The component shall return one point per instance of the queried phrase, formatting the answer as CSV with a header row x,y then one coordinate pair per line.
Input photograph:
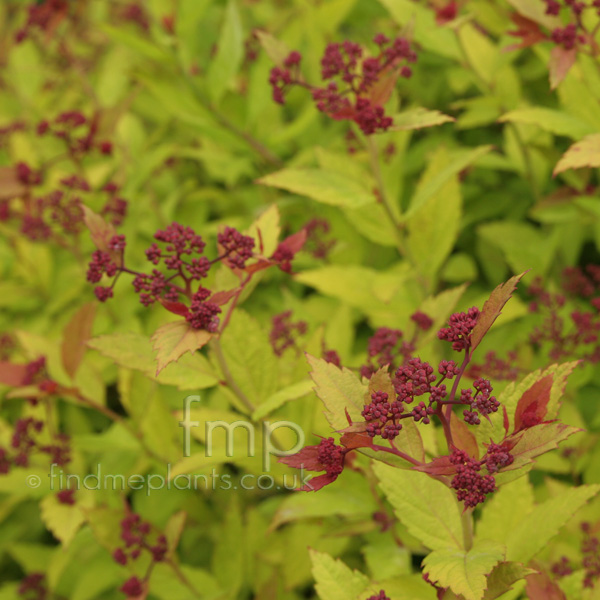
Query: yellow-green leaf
x,y
323,186
173,340
335,580
585,153
426,507
418,118
464,572
339,389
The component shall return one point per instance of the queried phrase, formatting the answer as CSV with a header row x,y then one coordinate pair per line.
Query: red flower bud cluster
x,y
575,334
284,331
326,456
380,596
78,132
57,213
382,416
44,16
238,248
496,367
460,326
471,487
354,94
138,536
25,441
132,588
575,35
480,403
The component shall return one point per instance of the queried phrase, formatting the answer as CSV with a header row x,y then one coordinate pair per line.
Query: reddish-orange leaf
x,y
561,61
438,466
77,332
223,297
537,440
492,308
381,91
462,437
529,32
177,308
11,374
101,232
10,186
532,407
541,587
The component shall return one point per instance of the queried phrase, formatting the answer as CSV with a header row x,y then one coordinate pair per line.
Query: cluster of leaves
x,y
312,201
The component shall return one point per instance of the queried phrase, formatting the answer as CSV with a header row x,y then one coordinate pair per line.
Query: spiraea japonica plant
x,y
247,343
448,494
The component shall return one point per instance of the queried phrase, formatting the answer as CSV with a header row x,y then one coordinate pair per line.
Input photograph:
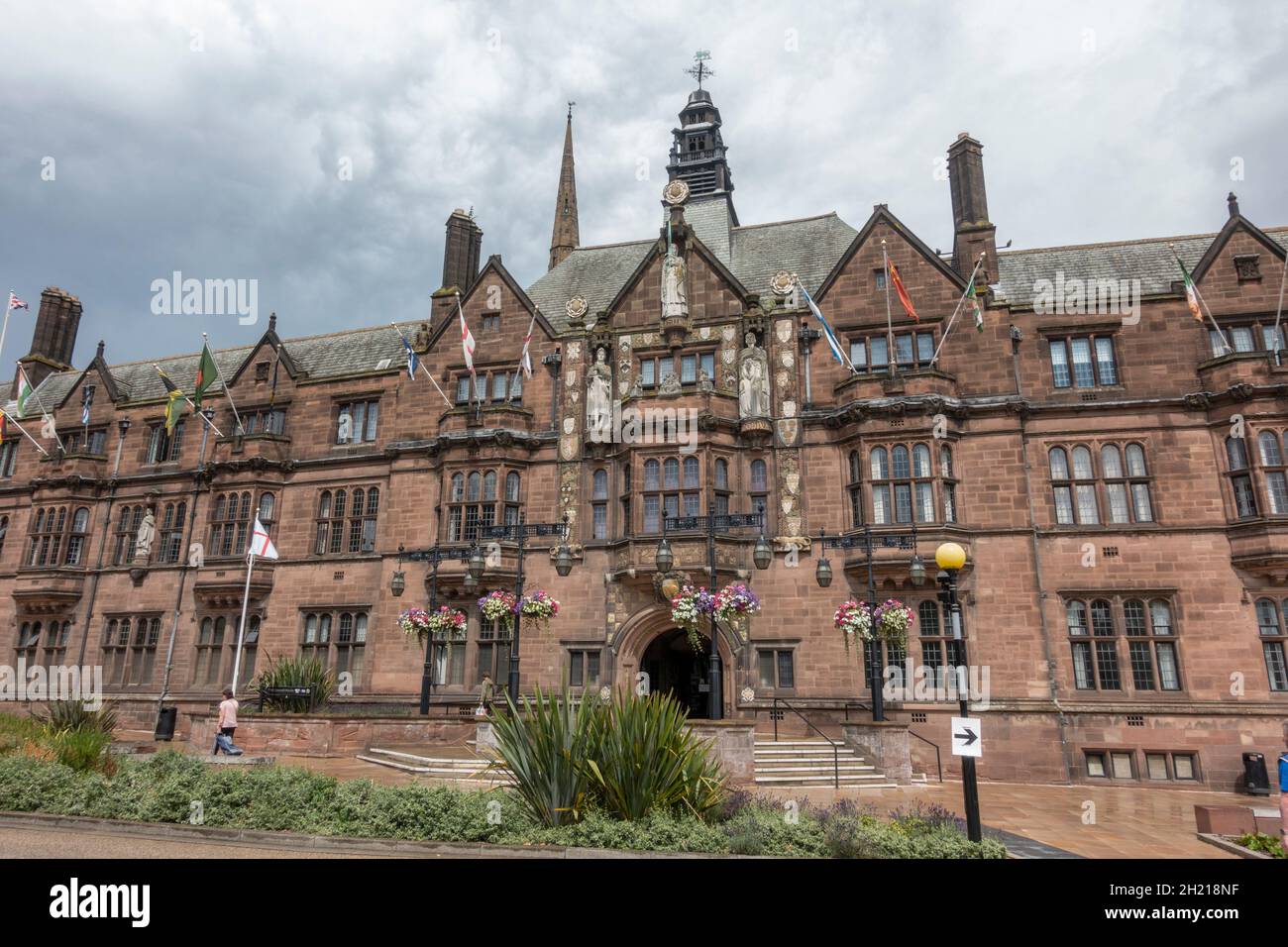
==========
## Exercise aim
Rewrite every line of the records above as a numbered list, skipping any blank lines. Omit the pictures from your list.

## Right answer
1. The component shall return one point per instance of the queried phrase, formatting the answer as CSV with a header row x,y then one coordinate pair per line.
2. Input photograph:
3. Query: yellow-green leaf
4. x,y
5. 323,186
6. 173,340
7. 335,580
8. 585,153
9. 426,507
10. 418,118
11. 464,572
12. 339,389
13. The component shall return one point per instance of the queried phrase, formatting the answer as CSV with a header row x,y then one coordinate pair per line.
14. Query: red flower bud cluster
15. x,y
16. 575,334
17. 284,331
18. 326,456
19. 380,596
20. 78,132
21. 57,213
22. 382,416
23. 44,16
24. 238,248
25. 496,367
26. 460,326
27. 471,487
28. 354,94
29. 138,536
30. 25,441
31. 132,588
32. 575,35
33. 480,403
34. The component shall return one point per instance of the queried phrase, formatting the answer as CSV with a header row x,y then one coordinate pair per line.
35. Query: reddish-orange leaf
36. x,y
37. 561,61
38. 438,466
39. 77,332
40. 223,297
41. 537,440
42. 492,308
43. 381,91
44. 462,437
45. 529,32
46. 177,308
47. 11,374
48. 101,232
49. 10,186
50. 532,407
51. 541,587
52. The component shall return one point per instance of the queried phrase, formatting the answer as CSV with a header row x,y then one coordinate pair per line.
53. Query: cluster of leaves
54. x,y
55. 312,201
56. The component shall return one point per instance of the queried phrase, formatting the answer as CSV with a header row x,y then one coordinate pair per line.
57. Query: spiraea japonica plant
58. x,y
59. 247,343
60. 448,494
61. The component shall return one point per instance of the queried phrase, formatting the answer as CSV with a header row x,y then one coordinate pair per line.
62. Input photograph:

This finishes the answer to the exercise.